= Your goal =
Search the records for lines that contain the word "below". Copy them all.

= Dataset =
+ + + + + + +
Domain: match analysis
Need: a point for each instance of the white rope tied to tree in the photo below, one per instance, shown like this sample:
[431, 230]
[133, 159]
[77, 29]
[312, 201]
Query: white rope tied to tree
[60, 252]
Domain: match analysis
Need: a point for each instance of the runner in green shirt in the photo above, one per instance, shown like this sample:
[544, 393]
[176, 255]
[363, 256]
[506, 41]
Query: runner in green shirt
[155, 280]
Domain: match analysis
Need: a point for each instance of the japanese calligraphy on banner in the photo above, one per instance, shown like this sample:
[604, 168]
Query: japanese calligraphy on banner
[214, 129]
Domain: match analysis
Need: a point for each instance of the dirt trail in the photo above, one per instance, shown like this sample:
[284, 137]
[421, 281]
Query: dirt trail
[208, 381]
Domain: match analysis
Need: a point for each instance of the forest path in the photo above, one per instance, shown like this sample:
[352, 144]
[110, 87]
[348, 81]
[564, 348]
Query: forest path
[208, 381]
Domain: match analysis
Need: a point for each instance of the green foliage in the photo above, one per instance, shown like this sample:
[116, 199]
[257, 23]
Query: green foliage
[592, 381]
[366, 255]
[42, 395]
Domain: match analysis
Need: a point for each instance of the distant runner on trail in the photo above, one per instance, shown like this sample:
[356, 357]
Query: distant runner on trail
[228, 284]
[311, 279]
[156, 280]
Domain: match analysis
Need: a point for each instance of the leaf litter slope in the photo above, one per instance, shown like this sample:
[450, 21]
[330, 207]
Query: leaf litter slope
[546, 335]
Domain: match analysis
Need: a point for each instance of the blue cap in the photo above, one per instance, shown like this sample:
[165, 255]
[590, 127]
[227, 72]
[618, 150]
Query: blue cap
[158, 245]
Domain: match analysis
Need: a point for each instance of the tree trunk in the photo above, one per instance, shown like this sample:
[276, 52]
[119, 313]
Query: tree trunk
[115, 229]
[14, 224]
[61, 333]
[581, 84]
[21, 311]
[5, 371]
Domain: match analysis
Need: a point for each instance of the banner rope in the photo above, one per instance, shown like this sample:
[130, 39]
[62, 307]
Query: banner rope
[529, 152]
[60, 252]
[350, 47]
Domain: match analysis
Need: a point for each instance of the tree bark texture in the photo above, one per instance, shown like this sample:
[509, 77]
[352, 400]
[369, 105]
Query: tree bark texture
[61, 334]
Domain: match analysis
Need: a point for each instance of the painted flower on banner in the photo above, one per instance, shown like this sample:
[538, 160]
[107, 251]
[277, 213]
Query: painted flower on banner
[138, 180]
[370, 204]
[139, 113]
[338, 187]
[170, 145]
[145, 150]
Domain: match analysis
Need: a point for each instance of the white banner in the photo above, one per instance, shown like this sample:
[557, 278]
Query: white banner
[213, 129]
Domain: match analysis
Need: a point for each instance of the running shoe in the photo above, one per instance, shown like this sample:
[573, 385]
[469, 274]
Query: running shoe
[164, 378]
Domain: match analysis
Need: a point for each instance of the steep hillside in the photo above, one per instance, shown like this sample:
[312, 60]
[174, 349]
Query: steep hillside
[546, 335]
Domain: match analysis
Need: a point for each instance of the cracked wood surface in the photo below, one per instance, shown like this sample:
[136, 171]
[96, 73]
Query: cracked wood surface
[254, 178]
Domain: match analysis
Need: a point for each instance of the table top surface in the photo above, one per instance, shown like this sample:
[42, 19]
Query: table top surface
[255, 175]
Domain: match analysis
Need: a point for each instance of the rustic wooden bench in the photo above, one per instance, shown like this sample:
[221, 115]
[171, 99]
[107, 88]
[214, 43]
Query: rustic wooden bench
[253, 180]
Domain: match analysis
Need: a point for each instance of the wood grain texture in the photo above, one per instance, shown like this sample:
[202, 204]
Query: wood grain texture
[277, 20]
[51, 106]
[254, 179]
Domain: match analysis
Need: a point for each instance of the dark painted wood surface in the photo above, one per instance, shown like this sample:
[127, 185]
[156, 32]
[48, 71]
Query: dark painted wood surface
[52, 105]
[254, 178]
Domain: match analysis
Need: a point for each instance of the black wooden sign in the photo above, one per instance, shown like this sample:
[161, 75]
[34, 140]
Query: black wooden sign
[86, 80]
+ + + + + + +
= Output of the exercise =
Need: a point for each instance of the white rope tied to tree in the photo below, one per instance, shown like this sample:
Need: a point for each instance of the cracked wood surface in the photo below, one per instance, shown like this sample:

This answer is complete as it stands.